Things to do:
• A. According to the news report on the SRA withdrawing its case, at which firm did Ms Jovovic work as senior compliance officer?
• B. Continue the news report on the SRA withdrawing its case, starting after its final sentence.

Excerpted passage:
* * * * * * *

SRA pulls prosecution after Foreign Office warning

Dubai: No response from UAE government

The Solicitors Regulation Authority (SRA) has withdrawn all its allegations against a solicitor and non-lawyer after the Foreign Office advised against taking evidence remotely from a crucial witness in Dubai without permission from the UAE government.

Granting the SRA’s application to withdraw, the Solicitors Disciplinary Tribunal (SDT) said Amjad Elias Salfiti and Martina Jovovic denied all the allegations against them.

The allegations related to a joint venture agreement made between Mr Salfiti and Saddiq Omar Abu Seedo between June 2004 and January 2005 to buy a property.

Mr Salfiti faced seven allegations, all advanced on the basis that he had been dishonest, including creating a false power of attorney in relation to Mr Abu Seedo and launching legal proceedings in the donor’s name but without his permission.

The solicitor was alleged to have given false and/or misleading evidence at Central London County Court in 2020.

The allegations against Ms Jovovic, a non-lawyer, were that while working as senior compliance officer at John Street Solicitors, she gave false or misleading statements in oral evidence in the same case over witnessing the power of attorney’s execution.

Mr Abu Seedo, who lives in Dubai, is elderly and has health issues, was required by Mr Salfiti and Ms Jovovic to attend their SDT hearing for cross-examination.

Capsticks, the law firm acting for the SRA, told the tribunal it had asked the Foreign, Commonwealth and Development Office (FCDO) about whether it needed permission for Mr Abu Seedo to give evidence but the FCDO had received no reply from the UAE government.

By a SDT case management hearing in February this year, the UAE government had still not replied.

* * * * * * *

Given information:

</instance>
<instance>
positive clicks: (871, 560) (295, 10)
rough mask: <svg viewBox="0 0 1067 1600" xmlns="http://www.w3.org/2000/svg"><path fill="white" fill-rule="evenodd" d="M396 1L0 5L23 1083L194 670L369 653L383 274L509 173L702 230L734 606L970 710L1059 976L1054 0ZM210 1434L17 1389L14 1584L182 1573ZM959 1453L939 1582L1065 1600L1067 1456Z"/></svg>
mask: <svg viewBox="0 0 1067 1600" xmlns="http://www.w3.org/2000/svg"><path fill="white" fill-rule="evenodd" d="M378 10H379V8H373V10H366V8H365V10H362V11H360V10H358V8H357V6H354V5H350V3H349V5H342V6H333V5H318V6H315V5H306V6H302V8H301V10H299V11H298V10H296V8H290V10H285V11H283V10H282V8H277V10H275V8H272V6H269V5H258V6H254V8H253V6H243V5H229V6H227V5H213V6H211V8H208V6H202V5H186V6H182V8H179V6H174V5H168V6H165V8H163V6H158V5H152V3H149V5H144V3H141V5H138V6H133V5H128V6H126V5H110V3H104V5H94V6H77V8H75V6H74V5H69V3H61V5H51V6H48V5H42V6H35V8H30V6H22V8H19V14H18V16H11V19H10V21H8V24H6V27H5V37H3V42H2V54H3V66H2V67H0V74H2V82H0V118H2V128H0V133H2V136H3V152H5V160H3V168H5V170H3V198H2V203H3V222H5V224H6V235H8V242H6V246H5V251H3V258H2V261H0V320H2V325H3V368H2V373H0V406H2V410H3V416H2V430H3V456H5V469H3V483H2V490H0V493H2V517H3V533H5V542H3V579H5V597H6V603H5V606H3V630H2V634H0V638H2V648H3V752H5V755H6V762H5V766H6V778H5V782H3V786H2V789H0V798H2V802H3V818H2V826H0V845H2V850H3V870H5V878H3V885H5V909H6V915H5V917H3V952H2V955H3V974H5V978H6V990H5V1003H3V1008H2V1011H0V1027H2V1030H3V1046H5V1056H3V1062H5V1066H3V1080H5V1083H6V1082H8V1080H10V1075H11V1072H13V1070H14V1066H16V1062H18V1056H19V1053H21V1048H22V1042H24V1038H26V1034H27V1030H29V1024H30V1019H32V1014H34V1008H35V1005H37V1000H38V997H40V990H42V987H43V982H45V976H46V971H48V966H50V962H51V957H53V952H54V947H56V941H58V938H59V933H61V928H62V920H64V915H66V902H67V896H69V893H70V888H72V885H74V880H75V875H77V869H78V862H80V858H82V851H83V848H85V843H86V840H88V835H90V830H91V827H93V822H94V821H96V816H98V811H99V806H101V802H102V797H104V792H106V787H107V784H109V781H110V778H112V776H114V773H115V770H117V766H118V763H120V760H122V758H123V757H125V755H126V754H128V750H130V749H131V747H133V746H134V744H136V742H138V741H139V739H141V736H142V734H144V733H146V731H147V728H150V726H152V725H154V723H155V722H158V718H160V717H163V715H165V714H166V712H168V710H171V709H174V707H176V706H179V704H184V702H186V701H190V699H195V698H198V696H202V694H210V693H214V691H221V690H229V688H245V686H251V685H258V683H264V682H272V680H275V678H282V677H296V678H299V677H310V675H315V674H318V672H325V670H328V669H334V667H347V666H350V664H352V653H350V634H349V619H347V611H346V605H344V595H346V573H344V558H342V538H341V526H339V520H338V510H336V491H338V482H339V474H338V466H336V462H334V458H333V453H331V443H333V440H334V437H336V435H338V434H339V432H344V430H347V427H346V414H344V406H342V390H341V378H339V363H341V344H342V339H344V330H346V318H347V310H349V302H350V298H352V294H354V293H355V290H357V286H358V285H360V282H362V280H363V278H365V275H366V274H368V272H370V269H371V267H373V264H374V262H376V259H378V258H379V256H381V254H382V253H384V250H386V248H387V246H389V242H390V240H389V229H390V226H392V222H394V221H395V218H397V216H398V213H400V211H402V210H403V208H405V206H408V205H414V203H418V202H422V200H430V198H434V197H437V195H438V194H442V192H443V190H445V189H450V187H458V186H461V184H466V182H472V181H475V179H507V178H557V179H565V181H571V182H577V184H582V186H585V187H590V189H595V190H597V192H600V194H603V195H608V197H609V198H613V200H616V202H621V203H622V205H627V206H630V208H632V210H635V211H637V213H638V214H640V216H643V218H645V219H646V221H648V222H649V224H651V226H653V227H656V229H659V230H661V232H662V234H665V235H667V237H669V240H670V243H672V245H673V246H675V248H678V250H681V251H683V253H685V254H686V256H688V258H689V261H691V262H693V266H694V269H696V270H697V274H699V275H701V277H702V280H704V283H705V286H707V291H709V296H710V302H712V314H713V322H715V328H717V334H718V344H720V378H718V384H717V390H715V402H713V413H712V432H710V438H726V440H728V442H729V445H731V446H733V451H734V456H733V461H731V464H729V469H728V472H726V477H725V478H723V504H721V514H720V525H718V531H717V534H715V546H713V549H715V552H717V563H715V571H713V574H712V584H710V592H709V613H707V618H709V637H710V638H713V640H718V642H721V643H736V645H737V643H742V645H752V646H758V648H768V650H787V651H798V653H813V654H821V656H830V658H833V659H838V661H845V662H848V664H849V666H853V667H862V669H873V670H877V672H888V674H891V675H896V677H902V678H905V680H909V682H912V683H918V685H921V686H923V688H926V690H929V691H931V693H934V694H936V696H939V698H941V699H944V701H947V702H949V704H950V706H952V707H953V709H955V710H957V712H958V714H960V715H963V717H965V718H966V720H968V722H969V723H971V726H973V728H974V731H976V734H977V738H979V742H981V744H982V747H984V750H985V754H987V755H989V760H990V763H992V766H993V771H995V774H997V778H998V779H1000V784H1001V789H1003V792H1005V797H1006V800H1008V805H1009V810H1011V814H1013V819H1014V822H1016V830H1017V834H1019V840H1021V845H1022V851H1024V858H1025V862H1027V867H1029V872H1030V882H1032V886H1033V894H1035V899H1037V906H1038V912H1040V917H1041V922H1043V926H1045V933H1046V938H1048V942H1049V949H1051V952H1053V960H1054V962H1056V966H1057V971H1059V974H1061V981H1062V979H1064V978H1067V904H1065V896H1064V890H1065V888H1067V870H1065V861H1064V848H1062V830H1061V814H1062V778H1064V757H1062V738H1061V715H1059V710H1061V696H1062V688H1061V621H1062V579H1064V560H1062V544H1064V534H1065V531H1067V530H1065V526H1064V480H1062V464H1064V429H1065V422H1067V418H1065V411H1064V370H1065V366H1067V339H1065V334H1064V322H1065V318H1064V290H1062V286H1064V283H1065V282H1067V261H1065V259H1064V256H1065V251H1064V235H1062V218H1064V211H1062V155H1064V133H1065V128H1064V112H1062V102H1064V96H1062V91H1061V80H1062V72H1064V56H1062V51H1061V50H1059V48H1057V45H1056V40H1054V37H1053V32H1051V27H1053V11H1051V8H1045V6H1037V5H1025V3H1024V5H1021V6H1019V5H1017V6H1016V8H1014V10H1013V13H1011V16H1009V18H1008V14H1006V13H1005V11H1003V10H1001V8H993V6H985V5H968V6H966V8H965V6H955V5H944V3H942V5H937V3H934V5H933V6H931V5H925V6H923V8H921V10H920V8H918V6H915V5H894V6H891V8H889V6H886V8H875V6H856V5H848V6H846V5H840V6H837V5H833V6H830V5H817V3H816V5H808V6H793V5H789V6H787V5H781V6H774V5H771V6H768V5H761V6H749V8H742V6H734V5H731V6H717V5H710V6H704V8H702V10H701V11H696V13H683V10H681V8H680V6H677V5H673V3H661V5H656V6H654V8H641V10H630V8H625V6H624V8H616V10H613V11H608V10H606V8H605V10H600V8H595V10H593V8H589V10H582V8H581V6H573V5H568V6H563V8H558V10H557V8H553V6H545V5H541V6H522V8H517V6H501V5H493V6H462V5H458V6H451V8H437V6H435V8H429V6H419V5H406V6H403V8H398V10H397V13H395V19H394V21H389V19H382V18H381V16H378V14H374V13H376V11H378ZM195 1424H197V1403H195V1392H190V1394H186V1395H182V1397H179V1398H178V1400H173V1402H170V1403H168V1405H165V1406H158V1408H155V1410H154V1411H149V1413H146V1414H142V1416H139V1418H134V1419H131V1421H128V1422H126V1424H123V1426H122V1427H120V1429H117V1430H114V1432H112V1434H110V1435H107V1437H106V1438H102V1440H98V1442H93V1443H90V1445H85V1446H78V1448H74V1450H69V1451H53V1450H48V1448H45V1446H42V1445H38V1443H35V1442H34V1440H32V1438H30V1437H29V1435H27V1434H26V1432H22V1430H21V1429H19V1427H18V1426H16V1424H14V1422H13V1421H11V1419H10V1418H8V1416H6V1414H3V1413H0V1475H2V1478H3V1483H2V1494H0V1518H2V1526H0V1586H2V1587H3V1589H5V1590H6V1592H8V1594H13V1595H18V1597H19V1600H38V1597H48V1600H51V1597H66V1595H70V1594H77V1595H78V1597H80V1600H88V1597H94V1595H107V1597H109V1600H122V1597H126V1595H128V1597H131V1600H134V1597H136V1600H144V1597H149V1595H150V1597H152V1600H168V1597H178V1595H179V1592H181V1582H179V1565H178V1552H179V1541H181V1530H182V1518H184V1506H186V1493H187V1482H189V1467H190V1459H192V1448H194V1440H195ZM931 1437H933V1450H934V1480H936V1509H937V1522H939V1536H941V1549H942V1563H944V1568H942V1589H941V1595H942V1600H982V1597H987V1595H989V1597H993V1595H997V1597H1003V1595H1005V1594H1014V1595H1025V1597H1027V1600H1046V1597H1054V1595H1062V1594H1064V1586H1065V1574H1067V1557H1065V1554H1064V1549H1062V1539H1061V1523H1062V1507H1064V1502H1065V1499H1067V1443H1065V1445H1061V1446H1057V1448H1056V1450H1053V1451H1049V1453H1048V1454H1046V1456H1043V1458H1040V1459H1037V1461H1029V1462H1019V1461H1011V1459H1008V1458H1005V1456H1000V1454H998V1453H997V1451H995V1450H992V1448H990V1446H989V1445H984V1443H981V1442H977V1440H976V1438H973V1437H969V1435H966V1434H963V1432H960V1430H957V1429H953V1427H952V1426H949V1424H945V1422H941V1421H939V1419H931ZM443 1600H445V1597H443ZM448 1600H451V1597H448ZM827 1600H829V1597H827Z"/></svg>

* * * * * * *

Responses:
• A. John Street Solicitors.

• B.
The FCDO said there had “long been an understanding” among nation states that “one state should not exercise the powers of its courts within the territory of another, without having the permission of that other state to do so”.

Any breach of that understanding by a UK court or tribunal risked “damaging UK’s diplomatic relations” with that country, contrary to the public interest.

“Therefore, the FCDO would recommend that the taking of evidence should not take place at this time.”

The SDT said the FCDO had set up a Taking of Evidence Unit in November 2021 to deal with checking the diplomatic position before adducing evidence for administrative tribunals.

Since that time, the SDT had followed the correct process, known as the Agbabiaka procedures, incorporating them into its pre-hearing documentation.

At the hearing in February, counsel for the SRA proposed three arguments for going ahead with the prosecution despite the FCDO advice.

The SDT rejected the argument that the Agbabiaka procedures did not apply to regulatory panels/tribunals and said the SRA had produced no authorities from the courts to the contrary.

The second argument – that even if they did apply the SDT should go ahead in the particular circumstances of the case – was also rejected, following the “clear and unambiguous recommendation” from the FCDO.

The tribunal rejected the third argument, that it should make a direction that Mr Abu Seedo’s evidence should be admitted “in a manner that does not require him to give oral evidence”.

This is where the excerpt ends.